**Stated goal**
Reproduce verbatim the lines below, starting from the line that contains "task: trace the outline of the man" and continuing through the final line, including both ends.
= = = = =
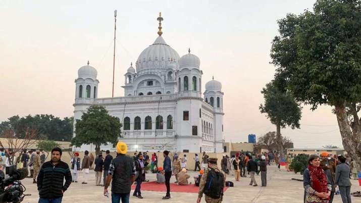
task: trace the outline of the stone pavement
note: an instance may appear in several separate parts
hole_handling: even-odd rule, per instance
[[[225,193],[223,202],[303,202],[303,188],[302,182],[291,180],[292,178],[302,179],[299,174],[295,175],[293,172],[287,172],[284,170],[280,171],[275,166],[269,167],[267,172],[267,187],[252,187],[249,185],[250,178],[241,178],[240,182],[234,181],[234,176],[227,176],[227,180],[234,183],[234,187],[230,187]],[[189,172],[191,177],[196,174],[194,172]],[[156,179],[156,175],[146,174],[146,179],[149,181]],[[64,203],[99,203],[111,202],[111,197],[107,198],[103,194],[104,187],[95,185],[95,174],[92,172],[89,175],[89,182],[84,185],[80,183],[82,180],[82,175],[80,174],[78,183],[72,183],[70,187],[66,191],[63,199]],[[257,176],[256,180],[259,185],[261,185],[261,176]],[[172,177],[171,182],[175,181],[175,178]],[[191,181],[194,183],[192,178]],[[358,182],[352,180],[351,192],[359,190]],[[37,203],[39,196],[35,184],[33,184],[32,179],[26,178],[23,183],[26,187],[25,193],[31,194],[31,196],[25,197],[23,202]],[[131,192],[131,195],[132,194]],[[168,200],[162,199],[165,195],[164,192],[153,192],[142,191],[143,199],[138,199],[131,196],[130,202],[195,202],[197,199],[196,193],[173,192],[171,193],[172,198]],[[352,197],[353,203],[360,202],[361,197]],[[204,198],[202,202],[205,202]],[[336,195],[333,201],[341,203],[340,195]]]

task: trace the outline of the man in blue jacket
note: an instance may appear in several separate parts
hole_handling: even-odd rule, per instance
[[[171,198],[170,180],[171,177],[172,177],[172,161],[171,158],[168,156],[169,155],[169,151],[167,150],[163,151],[164,161],[163,162],[162,173],[164,175],[164,177],[166,179],[166,187],[167,187],[167,194],[163,197],[163,199],[168,199]]]

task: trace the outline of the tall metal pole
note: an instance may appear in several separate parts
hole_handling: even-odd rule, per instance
= = = = =
**Result of this exercise**
task: trace the outline of the man in blue jacket
note: an instance may appear in several separate parts
hole_handling: even-odd rule, per instance
[[[171,198],[170,180],[171,177],[172,177],[172,161],[171,158],[168,156],[169,155],[169,151],[167,150],[163,151],[164,161],[163,162],[162,173],[164,175],[164,177],[166,179],[166,187],[167,187],[167,194],[163,197],[163,199],[168,199]]]

task: trace the outline of the tall metal pole
note: an instance may appear in several separate parts
hole_handling: even-odd rule, per instance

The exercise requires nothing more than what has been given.